- Task objective -
Restate every line of the material, word for word.

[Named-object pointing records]
+++

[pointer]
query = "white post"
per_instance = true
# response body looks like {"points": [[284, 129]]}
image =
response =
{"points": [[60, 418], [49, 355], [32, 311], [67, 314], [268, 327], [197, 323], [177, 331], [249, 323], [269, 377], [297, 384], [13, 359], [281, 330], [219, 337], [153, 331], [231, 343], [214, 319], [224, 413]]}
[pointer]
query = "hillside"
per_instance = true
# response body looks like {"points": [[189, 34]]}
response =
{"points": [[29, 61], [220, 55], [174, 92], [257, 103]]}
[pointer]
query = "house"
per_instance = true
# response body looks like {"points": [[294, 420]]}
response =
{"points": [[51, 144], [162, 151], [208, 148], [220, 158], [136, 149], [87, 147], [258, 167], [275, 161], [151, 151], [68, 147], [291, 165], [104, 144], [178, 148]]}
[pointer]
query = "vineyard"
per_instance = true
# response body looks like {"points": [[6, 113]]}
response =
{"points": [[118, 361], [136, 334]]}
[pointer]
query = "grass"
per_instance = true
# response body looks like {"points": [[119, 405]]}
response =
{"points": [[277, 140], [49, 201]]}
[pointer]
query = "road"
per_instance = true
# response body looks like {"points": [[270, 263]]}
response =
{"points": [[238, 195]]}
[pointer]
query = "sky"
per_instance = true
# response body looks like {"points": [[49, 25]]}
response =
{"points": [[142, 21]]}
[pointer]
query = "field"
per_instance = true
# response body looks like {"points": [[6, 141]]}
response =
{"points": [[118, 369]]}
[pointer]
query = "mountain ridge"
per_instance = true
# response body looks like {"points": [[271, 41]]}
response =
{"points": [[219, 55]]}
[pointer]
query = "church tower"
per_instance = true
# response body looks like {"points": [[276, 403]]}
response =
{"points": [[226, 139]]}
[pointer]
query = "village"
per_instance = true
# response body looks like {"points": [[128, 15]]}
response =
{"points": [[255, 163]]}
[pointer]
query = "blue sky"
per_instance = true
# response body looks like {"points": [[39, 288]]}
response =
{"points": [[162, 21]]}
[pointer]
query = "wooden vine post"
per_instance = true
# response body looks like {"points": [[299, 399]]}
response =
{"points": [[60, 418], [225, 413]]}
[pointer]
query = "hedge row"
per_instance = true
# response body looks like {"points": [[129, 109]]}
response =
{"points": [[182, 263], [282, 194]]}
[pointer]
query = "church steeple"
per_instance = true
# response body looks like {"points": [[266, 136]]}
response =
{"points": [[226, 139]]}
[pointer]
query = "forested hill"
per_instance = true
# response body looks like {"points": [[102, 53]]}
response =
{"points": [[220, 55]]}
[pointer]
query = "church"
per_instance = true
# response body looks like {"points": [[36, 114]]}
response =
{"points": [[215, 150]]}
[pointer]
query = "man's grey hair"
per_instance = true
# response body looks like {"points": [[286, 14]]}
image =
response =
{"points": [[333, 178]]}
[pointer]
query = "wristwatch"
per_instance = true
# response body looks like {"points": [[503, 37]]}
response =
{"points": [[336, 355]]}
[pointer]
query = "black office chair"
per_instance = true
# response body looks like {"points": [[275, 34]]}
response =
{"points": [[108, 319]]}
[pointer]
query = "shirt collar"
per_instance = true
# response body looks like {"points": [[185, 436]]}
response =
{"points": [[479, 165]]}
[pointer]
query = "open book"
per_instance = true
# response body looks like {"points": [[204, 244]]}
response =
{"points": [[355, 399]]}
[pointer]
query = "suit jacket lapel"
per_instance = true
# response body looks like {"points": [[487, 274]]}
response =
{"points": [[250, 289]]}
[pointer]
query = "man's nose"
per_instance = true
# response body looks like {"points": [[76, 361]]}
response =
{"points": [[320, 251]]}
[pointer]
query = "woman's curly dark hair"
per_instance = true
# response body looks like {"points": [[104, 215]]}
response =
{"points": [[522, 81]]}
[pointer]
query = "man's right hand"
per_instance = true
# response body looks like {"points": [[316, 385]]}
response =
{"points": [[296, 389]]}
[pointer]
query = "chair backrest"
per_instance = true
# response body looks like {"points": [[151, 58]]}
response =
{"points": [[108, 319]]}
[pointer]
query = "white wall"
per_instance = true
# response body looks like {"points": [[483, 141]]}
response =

+++

- Task answer -
[pointer]
query = "white post"
per_instance = true
# response body looks like {"points": [[284, 129]]}
image =
response =
{"points": [[60, 418], [49, 355], [32, 311], [67, 314], [268, 327], [197, 323], [177, 331], [249, 323], [269, 377], [297, 384], [13, 359], [281, 330], [219, 337], [153, 331], [231, 343], [214, 319], [224, 413]]}
[pointer]
query = "hillside"
per_instance = true
# response body looks like {"points": [[189, 34]]}
response =
{"points": [[29, 61], [220, 55], [174, 92], [257, 103]]}
[pointer]
query = "house"
per_instance = true
# response body looks like {"points": [[294, 420]]}
response =
{"points": [[51, 144], [162, 151], [208, 148], [220, 158], [136, 149], [87, 147], [258, 167], [275, 161], [151, 151], [68, 147], [291, 165], [104, 144], [178, 148]]}
[pointer]
query = "vineyard"
per_instance = true
# response body looks like {"points": [[6, 113]]}
response =
{"points": [[118, 361], [136, 334]]}
[pointer]
query = "grass"
per_instance = true
# response body looks like {"points": [[119, 405]]}
response =
{"points": [[277, 140], [49, 201]]}
[pointer]
query = "road"
per_instance = true
# response body looks like {"points": [[270, 263]]}
response =
{"points": [[238, 195]]}
[pointer]
query = "sky"
per_instance = true
# response body looks like {"points": [[49, 25]]}
response =
{"points": [[142, 21]]}
[pointer]
query = "field"
per_instance = true
# response body looks like {"points": [[6, 141]]}
response =
{"points": [[118, 369]]}
[pointer]
query = "mountain ridge"
per_instance = true
# response body looks like {"points": [[271, 41]]}
response =
{"points": [[219, 55]]}
[pointer]
query = "church tower"
per_instance = true
# response body looks like {"points": [[276, 403]]}
response =
{"points": [[226, 139]]}
[pointer]
query = "village"
per_instance = true
# response body looks like {"points": [[128, 15]]}
response =
{"points": [[255, 163]]}
[pointer]
query = "blue sky"
per_instance = true
# response body looks like {"points": [[39, 288]]}
response =
{"points": [[162, 21]]}
[pointer]
query = "wooden vine post"
per_instance = true
# response body looks like {"points": [[299, 399]]}
response =
{"points": [[60, 418], [225, 413]]}
[pointer]
query = "hedge row"
per_instance = true
# response body looks like {"points": [[129, 109]]}
response =
{"points": [[182, 263], [282, 194]]}
[pointer]
query = "church steeple"
per_instance = true
# response body looks like {"points": [[266, 136]]}
response =
{"points": [[226, 139]]}
[pointer]
query = "forested hill"
per_instance = true
# response body looks like {"points": [[102, 53]]}
response =
{"points": [[220, 55]]}
[pointer]
query = "church"
per_instance = true
# response body looks like {"points": [[36, 114]]}
response =
{"points": [[215, 150]]}
[pointer]
query = "man's grey hair"
per_instance = true
# response body looks like {"points": [[286, 14]]}
image =
response =
{"points": [[333, 178]]}
[pointer]
query = "wristwatch"
per_instance = true
# response body looks like {"points": [[503, 37]]}
response =
{"points": [[336, 355]]}
[pointer]
query = "black office chair"
per_instance = true
# response body looks like {"points": [[275, 34]]}
response =
{"points": [[108, 319]]}
[pointer]
query = "shirt collar"
per_instance = true
# response body looks like {"points": [[185, 436]]}
response =
{"points": [[479, 165]]}
[pointer]
query = "open book"
per_instance = true
# response body looks like {"points": [[204, 244]]}
response =
{"points": [[355, 399]]}
[pointer]
query = "suit jacket lapel"
per_instance = true
# response body looks like {"points": [[487, 274]]}
response =
{"points": [[250, 289]]}
[pointer]
query = "man's nose"
per_instance = true
# response body looks like {"points": [[76, 361]]}
response =
{"points": [[320, 251]]}
[pointer]
query = "woman's curly dark hair"
per_instance = true
# response body looks like {"points": [[104, 215]]}
response =
{"points": [[522, 81]]}
[pointer]
query = "man's right hand"
per_instance = true
# response body looks like {"points": [[316, 385]]}
response =
{"points": [[296, 389]]}
[pointer]
query = "chair backrest"
per_instance = true
# response body looks like {"points": [[151, 58]]}
response =
{"points": [[108, 319]]}
[pointer]
query = "white wall"
per_instance = true
# response body looks like {"points": [[483, 141]]}
response =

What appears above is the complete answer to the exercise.